- _Directions for this task_: Locate the line that contains "Target: green foliage" in the entries below, then repeat it and every following line through the line that contains "the yellow petal.", exactly, and no others.

Segment Open

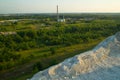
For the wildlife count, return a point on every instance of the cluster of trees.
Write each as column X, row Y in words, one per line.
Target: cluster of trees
column 66, row 35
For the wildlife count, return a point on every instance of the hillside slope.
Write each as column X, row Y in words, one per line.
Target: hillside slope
column 101, row 63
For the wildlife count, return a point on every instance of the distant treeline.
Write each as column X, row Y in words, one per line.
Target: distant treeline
column 63, row 35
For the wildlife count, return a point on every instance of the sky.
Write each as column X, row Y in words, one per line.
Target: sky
column 65, row 6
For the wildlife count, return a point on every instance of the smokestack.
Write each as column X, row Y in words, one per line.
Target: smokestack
column 57, row 14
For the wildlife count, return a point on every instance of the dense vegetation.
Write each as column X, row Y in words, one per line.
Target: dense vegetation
column 51, row 38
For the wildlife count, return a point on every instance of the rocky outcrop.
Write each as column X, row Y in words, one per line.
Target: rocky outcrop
column 101, row 63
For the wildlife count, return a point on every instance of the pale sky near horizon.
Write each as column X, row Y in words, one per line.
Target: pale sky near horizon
column 49, row 6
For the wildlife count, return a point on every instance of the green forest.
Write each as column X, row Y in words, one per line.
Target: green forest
column 39, row 41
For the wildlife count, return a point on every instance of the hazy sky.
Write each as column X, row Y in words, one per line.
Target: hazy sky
column 49, row 6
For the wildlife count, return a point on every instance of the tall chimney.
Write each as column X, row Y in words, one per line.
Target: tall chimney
column 57, row 14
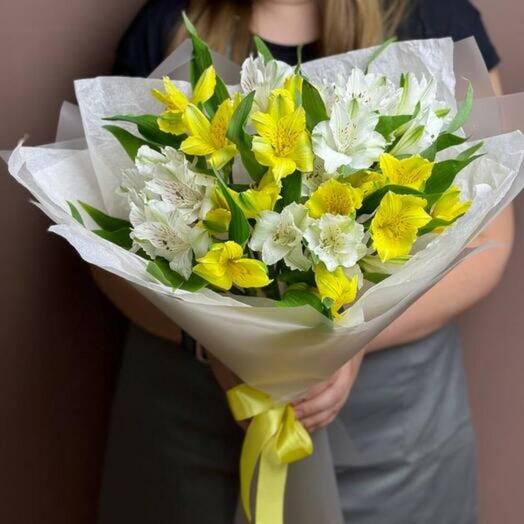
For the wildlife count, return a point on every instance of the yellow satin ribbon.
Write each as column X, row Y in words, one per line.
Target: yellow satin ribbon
column 275, row 438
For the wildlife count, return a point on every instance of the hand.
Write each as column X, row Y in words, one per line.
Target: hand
column 323, row 402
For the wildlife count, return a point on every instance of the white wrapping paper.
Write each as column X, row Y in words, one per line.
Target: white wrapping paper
column 283, row 351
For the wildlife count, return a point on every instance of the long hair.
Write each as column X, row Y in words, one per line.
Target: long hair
column 345, row 24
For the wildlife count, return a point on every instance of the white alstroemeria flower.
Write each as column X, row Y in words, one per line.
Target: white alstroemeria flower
column 374, row 91
column 262, row 78
column 336, row 240
column 312, row 180
column 168, row 176
column 420, row 133
column 279, row 236
column 414, row 92
column 161, row 232
column 348, row 138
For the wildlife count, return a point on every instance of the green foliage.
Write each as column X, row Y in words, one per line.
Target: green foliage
column 313, row 105
column 147, row 126
column 237, row 134
column 128, row 141
column 106, row 222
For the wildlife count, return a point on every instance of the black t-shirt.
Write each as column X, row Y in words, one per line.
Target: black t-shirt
column 144, row 45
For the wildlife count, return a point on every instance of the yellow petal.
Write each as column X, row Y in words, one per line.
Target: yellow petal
column 303, row 154
column 336, row 286
column 264, row 152
column 194, row 145
column 283, row 167
column 217, row 220
column 396, row 223
column 410, row 172
column 249, row 273
column 221, row 157
column 172, row 122
column 205, row 87
column 197, row 123
column 265, row 126
column 334, row 197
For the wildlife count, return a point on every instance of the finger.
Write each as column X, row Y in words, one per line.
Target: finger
column 319, row 420
column 325, row 401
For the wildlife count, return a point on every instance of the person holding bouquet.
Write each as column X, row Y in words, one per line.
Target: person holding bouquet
column 173, row 447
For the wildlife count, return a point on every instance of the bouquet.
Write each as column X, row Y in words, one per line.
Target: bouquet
column 283, row 221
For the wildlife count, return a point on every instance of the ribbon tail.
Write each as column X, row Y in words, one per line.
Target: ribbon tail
column 271, row 486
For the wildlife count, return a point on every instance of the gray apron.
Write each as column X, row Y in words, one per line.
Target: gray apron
column 406, row 455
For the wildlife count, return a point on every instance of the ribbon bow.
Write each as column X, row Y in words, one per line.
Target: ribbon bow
column 275, row 438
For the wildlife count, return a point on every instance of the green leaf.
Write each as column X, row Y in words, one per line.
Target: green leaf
column 372, row 201
column 194, row 283
column 388, row 124
column 444, row 141
column 106, row 222
column 378, row 51
column 160, row 269
column 120, row 237
column 434, row 223
column 299, row 297
column 147, row 126
column 291, row 190
column 75, row 213
column 376, row 278
column 200, row 61
column 237, row 134
column 463, row 112
column 443, row 175
column 262, row 49
column 313, row 105
column 238, row 226
column 290, row 277
column 468, row 153
column 128, row 141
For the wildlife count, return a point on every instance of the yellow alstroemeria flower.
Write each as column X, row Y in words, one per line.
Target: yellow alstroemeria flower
column 396, row 223
column 336, row 286
column 209, row 138
column 224, row 266
column 367, row 181
column 283, row 143
column 410, row 172
column 334, row 197
column 449, row 207
column 172, row 120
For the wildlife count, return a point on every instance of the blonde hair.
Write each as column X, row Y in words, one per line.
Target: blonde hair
column 345, row 24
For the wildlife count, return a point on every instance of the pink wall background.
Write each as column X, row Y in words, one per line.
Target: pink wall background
column 56, row 383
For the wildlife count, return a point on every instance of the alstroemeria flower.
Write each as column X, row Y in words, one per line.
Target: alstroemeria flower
column 279, row 236
column 410, row 172
column 263, row 78
column 283, row 143
column 376, row 92
column 334, row 197
column 172, row 180
column 396, row 223
column 336, row 286
column 449, row 207
column 161, row 232
column 348, row 138
column 336, row 240
column 176, row 102
column 367, row 181
column 225, row 265
column 209, row 138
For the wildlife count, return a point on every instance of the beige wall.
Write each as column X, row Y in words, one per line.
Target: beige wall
column 55, row 377
column 55, row 383
column 494, row 330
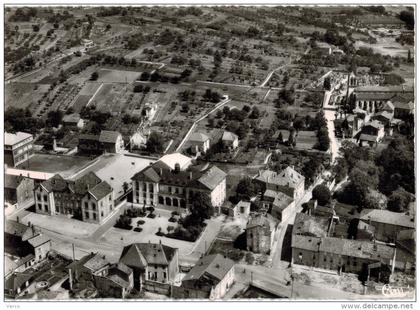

Segment Closed

- _Exercise response_:
Target: green foliage
column 313, row 105
column 147, row 126
column 237, row 134
column 128, row 141
column 106, row 222
For the wildlife count, return a point on every instance of the black t-shirt.
Write each as column X, row Y in words, one per line.
Target: black t-shirt
column 144, row 45
For the wildlife count, return a point on every instance of the yellow petal.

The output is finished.